[A run of records]

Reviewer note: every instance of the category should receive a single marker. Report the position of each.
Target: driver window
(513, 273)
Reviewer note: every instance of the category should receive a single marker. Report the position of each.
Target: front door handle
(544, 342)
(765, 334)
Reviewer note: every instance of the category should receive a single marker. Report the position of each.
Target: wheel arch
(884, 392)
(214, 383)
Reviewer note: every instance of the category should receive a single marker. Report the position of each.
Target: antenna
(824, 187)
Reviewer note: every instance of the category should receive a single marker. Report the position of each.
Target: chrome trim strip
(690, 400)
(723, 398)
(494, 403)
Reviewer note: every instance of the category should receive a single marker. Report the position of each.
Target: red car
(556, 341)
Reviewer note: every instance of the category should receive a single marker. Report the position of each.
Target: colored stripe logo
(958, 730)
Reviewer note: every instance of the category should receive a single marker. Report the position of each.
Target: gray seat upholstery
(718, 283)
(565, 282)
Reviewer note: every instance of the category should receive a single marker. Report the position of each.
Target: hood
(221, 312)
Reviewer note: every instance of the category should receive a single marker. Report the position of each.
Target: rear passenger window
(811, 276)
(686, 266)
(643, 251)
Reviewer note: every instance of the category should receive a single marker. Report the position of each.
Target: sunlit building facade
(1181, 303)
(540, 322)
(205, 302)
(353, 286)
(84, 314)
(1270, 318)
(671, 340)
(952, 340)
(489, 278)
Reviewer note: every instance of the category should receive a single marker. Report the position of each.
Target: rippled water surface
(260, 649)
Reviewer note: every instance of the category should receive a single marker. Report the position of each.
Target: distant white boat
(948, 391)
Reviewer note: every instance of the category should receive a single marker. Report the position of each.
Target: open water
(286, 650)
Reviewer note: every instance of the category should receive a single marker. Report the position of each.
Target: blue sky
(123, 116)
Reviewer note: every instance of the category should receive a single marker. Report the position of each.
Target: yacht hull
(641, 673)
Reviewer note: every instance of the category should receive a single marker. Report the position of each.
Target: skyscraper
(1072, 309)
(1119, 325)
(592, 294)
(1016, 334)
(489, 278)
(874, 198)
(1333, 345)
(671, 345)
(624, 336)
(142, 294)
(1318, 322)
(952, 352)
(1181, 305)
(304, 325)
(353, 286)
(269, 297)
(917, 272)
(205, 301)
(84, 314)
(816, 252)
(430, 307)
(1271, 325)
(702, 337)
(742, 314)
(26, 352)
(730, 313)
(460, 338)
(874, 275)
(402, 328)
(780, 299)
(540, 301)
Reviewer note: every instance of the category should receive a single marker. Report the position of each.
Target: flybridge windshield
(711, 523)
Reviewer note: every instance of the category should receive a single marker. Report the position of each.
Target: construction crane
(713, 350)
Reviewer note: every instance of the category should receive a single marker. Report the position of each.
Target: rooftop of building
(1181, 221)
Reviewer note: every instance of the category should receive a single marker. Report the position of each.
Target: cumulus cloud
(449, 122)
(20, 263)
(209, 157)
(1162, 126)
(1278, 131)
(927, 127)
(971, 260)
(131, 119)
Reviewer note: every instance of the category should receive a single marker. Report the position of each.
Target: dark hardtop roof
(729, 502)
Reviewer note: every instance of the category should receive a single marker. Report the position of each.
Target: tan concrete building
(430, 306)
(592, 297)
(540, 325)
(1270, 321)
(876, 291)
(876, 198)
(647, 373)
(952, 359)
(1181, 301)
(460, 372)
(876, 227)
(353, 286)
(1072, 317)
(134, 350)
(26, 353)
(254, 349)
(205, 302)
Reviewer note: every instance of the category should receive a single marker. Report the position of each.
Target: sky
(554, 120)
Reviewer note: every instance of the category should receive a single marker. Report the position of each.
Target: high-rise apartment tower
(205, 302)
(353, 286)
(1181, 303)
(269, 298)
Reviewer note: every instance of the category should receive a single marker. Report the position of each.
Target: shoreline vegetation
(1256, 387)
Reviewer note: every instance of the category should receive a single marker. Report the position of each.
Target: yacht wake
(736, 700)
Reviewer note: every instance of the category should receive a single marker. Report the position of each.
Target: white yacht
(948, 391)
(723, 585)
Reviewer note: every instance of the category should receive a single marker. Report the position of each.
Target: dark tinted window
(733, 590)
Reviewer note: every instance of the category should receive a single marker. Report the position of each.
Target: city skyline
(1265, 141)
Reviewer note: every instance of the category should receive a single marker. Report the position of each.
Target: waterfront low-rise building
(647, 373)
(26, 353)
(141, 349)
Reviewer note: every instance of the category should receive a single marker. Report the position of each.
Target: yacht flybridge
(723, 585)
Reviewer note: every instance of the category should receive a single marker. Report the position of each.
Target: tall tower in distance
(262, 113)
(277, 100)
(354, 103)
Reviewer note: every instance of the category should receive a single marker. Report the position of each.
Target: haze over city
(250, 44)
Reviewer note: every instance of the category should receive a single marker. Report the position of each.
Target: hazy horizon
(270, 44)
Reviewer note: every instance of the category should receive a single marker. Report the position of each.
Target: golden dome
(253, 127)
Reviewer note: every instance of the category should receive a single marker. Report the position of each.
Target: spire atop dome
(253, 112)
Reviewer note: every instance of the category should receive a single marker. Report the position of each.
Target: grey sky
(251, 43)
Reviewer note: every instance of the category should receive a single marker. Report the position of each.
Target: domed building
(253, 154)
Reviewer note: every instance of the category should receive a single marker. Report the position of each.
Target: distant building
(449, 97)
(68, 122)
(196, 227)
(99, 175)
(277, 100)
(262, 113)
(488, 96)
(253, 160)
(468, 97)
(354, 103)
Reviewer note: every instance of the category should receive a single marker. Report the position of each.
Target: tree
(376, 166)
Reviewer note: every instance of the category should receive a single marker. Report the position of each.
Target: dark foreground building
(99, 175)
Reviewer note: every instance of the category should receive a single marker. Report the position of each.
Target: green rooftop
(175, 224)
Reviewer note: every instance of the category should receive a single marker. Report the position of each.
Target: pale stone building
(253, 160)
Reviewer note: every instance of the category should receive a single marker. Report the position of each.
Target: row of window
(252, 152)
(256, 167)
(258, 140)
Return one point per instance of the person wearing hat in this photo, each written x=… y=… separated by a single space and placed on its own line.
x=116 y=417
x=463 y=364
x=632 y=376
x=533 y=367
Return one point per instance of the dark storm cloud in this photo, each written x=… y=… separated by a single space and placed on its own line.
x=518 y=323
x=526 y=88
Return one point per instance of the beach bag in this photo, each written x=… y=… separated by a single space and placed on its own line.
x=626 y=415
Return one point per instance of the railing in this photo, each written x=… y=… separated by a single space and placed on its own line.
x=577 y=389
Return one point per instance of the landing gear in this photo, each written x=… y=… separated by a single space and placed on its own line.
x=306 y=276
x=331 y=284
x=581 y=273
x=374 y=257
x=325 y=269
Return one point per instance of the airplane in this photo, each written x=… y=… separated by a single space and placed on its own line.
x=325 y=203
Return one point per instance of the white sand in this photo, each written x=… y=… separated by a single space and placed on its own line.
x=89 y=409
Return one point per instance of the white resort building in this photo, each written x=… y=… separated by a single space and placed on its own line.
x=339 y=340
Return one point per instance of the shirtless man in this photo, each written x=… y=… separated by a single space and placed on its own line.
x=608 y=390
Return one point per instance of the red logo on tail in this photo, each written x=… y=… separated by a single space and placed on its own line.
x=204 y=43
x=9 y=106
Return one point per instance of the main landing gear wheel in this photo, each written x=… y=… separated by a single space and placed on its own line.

- _Written problem_: Write out once more the lines above beginning at the line with "Return one point per instance of the dark"; continue through the final line and stop there.

- _Written answer_:
Return one point per instance of the dark storm cloud in this photo, each written x=… y=… separated by a single space and placed on its own line.
x=518 y=323
x=526 y=88
Return one point per instance of the beach bag in this photo, each written x=… y=… separated by a single space and placed on its own line.
x=626 y=415
Return one point per instance of the railing in this photo, each written x=… y=… separated by a single space and placed on its own line.
x=577 y=389
Return one point per instance of the landing gear in this photo, each written x=… y=… separated by a single space and placed on its own line.
x=306 y=276
x=331 y=284
x=581 y=273
x=374 y=257
x=325 y=269
Return one point per instance of the airplane in this photo, each written x=… y=… separated by a single space and placed on its own line.
x=325 y=203
Return one point per instance of the white sand in this photo, each written x=… y=… separated by a single space and placed on its own line.
x=89 y=409
Return one point per instance of the white resort building in this photo, each written x=… y=… separated by a single space and placed on its own line.
x=339 y=340
Return one point per instance of the shirtless man in this photo, each written x=… y=… separated by a single space and placed on its own line.
x=608 y=390
Return one point per instance of the red logo on tail in this photo, each written x=… y=… separated by a single space and placed on its own line.
x=204 y=43
x=9 y=106
Return one point per instance of the main landing gear wheel in this photo, each written x=… y=… separated by a single space and placed on its own line.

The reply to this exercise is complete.